Yes, but it’s more than that. Customers are smarter, more informed, under more pressure – and have more options than ever before. They can sense when the salesperson is only there for the deal, and it only makes sense that if they spend more time not buying than buying, there is much influence occurring when the “pure seller” is simply not there. This is why so many salespeople get surprised by things that shouldn’t have surprised them – only they weren’t involved until the customer announced an intent to buy.

But hold on – Isn’t it conventional wisdom that if the salesperson has a sales process and just uses it, that things are going to turn out just fine? Why mess with something that works?

It doesn’t work and we don’t think it ever did. But even if it was enough long ago, customers realize that the salesperson who is only there when they are buying will not be there when they are trying to be successful – which is always after the sale. It’s like buying a house or a car or anything expensive from someone who you know doesn’t care whether you are satisfied with it or not. Isn’t it almost always true that you will never buy from that salesperson again? Well, B2B customers are becoming more and more that way, and the savvy salespeople and account managers are evolving their approach to ensure that they engage, win, and grow with their customers…before, during and after each sale.

▸ SUPPLIED INFORMATION
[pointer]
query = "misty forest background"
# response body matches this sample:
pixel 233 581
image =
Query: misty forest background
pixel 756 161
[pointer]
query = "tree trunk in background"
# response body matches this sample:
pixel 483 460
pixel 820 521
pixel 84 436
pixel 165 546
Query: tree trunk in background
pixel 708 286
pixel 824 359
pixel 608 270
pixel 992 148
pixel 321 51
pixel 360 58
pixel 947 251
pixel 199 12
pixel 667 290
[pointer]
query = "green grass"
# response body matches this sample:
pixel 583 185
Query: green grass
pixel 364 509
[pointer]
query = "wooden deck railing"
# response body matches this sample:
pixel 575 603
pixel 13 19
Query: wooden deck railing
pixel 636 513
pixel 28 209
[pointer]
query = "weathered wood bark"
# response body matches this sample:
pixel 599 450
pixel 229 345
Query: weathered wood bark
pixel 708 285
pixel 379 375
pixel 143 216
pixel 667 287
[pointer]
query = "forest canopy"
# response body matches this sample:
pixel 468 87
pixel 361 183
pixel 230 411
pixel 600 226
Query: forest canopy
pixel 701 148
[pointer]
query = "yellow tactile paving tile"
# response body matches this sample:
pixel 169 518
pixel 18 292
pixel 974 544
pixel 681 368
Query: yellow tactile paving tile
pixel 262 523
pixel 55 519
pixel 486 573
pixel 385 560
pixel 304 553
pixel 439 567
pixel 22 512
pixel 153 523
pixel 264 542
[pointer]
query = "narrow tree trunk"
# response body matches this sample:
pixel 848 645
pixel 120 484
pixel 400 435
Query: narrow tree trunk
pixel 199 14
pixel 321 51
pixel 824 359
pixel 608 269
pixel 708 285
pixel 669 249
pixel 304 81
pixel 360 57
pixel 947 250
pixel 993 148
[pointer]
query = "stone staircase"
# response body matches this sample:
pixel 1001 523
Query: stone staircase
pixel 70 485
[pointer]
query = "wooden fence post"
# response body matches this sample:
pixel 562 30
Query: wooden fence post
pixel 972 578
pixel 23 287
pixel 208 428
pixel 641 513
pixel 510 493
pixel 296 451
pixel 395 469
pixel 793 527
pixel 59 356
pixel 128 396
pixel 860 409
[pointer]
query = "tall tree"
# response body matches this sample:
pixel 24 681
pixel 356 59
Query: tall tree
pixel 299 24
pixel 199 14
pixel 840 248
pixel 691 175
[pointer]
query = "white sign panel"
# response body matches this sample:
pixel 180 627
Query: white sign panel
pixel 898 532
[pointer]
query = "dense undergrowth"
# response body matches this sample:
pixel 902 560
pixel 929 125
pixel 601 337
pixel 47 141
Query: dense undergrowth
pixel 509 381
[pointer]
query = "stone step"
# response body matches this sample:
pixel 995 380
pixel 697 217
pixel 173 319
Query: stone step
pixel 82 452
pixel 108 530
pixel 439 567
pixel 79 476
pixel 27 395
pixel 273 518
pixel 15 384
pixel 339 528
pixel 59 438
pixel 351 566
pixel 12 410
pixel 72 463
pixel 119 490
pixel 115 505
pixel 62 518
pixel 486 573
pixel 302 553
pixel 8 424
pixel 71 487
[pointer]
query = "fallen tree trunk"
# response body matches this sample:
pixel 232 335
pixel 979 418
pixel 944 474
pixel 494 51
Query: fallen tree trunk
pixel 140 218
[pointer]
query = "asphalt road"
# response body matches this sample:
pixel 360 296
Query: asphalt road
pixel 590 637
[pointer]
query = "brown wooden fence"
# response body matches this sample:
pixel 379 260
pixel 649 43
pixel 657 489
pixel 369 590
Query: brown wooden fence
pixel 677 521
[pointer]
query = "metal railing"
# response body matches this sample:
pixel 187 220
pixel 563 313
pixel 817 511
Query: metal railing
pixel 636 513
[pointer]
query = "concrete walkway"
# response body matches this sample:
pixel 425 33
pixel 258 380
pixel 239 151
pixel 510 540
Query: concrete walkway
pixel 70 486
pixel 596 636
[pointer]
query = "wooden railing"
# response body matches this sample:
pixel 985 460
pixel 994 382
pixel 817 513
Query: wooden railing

...

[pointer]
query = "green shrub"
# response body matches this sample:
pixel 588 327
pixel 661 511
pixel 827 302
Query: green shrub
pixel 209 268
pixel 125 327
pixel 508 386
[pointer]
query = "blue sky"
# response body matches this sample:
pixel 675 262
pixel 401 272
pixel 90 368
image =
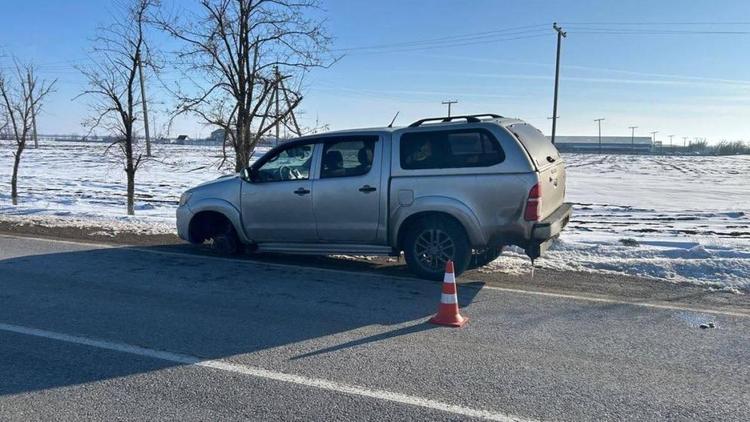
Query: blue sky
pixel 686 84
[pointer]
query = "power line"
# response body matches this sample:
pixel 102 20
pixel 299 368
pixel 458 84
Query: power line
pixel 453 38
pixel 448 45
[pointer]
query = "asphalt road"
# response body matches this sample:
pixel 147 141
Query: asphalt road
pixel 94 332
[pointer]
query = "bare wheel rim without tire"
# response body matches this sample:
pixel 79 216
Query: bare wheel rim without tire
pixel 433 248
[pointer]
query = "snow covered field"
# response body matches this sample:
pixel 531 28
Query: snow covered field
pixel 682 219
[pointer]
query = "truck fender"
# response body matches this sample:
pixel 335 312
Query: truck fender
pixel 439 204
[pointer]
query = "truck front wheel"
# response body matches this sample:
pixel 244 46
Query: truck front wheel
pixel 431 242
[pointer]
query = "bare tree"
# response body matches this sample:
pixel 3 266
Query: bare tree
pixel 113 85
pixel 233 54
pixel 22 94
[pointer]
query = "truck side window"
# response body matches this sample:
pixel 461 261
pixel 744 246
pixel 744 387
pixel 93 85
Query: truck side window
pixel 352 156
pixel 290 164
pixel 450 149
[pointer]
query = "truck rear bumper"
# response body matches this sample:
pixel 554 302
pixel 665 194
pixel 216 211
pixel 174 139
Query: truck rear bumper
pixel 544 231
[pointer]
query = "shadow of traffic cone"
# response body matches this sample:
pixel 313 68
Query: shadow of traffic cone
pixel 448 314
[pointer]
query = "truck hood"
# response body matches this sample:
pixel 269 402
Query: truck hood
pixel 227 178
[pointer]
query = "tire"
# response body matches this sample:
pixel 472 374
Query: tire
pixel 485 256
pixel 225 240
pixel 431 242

▸ WORK TO COMPLETE
Copy the passage about salespeople word for word, from "But hold on" to "something that works?".

▸ FINAL RESULT
But hold on – Isn’t it conventional wisdom that if the salesperson has a sales process and just uses it, that things are going to turn out just fine? Why mess with something that works?